Trecho:
Brics, o ‘Snowden’ da guerra econômica?
04/09/2013
- Opinión
A reunião dos BRICS que acontece nesta 5ª feira, em São Petersburgo, pode tomar uma decisão histórica.
O grupo formado por Brasil, Rússia, Índia, China e África do Sul deve anunciar oficialmente a criação de um fundo comum de reservas de divisas.
Trata-se de um instrumento de coordenação e autodefesa cambial para fazer frente à turbulência crescente, fruto dos sinais emitidos pelo Fed , de que reduzirá as injeções de liquidez destinadas a reaquecer a economia americana.
Mutatis mutandis, a decisão dos BRICS equivaleria à criação de uma frente internacional para afrontar a sistemática violação de soberanias pelo aparato de espionagem dos EUA.
Reiterada pelas revelações da dupla Snowden/Greenwald, a ação da CIA revolta, mas não configura propriamente uma singularidade.
Atropelar a soberania das nações é a essência do poder imperial, que na esfera econômica o faz com frequência e intensidade até superiores à exibida na guerra da informação.
Daí a importância da iniciativa que pode se materializar no encontro paralelo ao G-20, que acontece hoje na Rússia.
Nas últimas semana, as moedas de países como Brasil e índia sofreram forte desvalorização em relação ao dólar.
Uma correia de transmissão deu um cavalo de pau e inverteu o sentido.
A mudança de sinal do FED elevou as taxas de juros de longo prazo nos EUA.
De todas as partes do mundo, fluxos de capitais iniciaram uma viagem de volta à matriz.
Economias que necessitam atrair o dinheiro especulativo para fechar contas externas, seja por anemia exportadora, seja por gula importadora --ambas decorrentes do estrago que a sobrevalorização anterior gerou nas cadeias produtivas, perderam um pedaço do chão.
Inflação, saídas de capitais (em agosto, o Brasil perdeu US$ 6 bi), maxidesvalorização selvagem, alta dos juros para atrair capitais voláteis, cortes fiscais para equilibrar a paulada na dívida pública e paralisia de investimentos por conta da incerteza mundial.
Eis alguns dos efeitos colaterais decorrentes da decisão apenas resmungada pelo Fed.
Não é a primeira vez que os EUA cuidam de seus interesses indiferentes à necessidade de coordená-los com a agenda das nações.
Sobretudo, daquelas que ainda lutam pelo seu desenvolvimento.
Em 1979, o então presidente do FED, Paul Volcker, saiu contrariado de uma reunião do FMI, em Bruxelas.
Ao chegar aos EUA deu um tranco nos juros.

Dados fornecidos:
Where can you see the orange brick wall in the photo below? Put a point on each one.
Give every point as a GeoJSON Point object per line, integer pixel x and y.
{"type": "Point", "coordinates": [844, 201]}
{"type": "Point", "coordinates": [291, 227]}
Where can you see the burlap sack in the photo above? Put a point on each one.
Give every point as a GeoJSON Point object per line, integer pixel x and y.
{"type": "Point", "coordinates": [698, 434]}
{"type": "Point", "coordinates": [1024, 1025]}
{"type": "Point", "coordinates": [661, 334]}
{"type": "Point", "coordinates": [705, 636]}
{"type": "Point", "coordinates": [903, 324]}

Objetivos:
**A.** Segundo o artigo sobre os BRICS, quanto o Brasil perdeu em saídas de capitais em agosto?
**B.** Dê sequência ao artigo sobre os BRICS a partir da última frase apresentada.

Em resposta:
**A.** O Brasil perdeu US$ 6 bilhões.

**B.**
As taxas norte-americanas saltaram de um dígito para mais de 20%.
Foi o tiro de largada para a crise da dívida externa que desencadearia um efeito dominó com a quebradeira do México, Polônia, Brasil etc.
As condições são outras.
O Brasil dispõe atualmente de reservas de US$ 370 bi, um colchão bem fornido que reduz a vulnerabilidade diante da ação unilateral do porrete do norte.
Mas a capacidade de fazer estragos do capitalismo desregulado não pode ser subestimada.
A velocidade dos acontecimentos não raro atropela requisitos e transições em curso.
Por exemplo, as de parques industriais, como o brasileiro, que necessitam investir e se regenerar para desfrutar do novo equilíbrio cambial, voltando a exportar e a competir com manufaturas concorrentes.
Daí a importância dessa coordenação comum de reservas entre os Brics, com previsão de recursos de US$ 100 bi, o que em tese eleva a reserva potencial de cada integrante do grupo.
Trata-se de um caixa para prover liquidez em casos de retração das linhas de crédito internacionais. Ou queda dramática de investimentos, bem como mitigar o efeito de ataques especulativos.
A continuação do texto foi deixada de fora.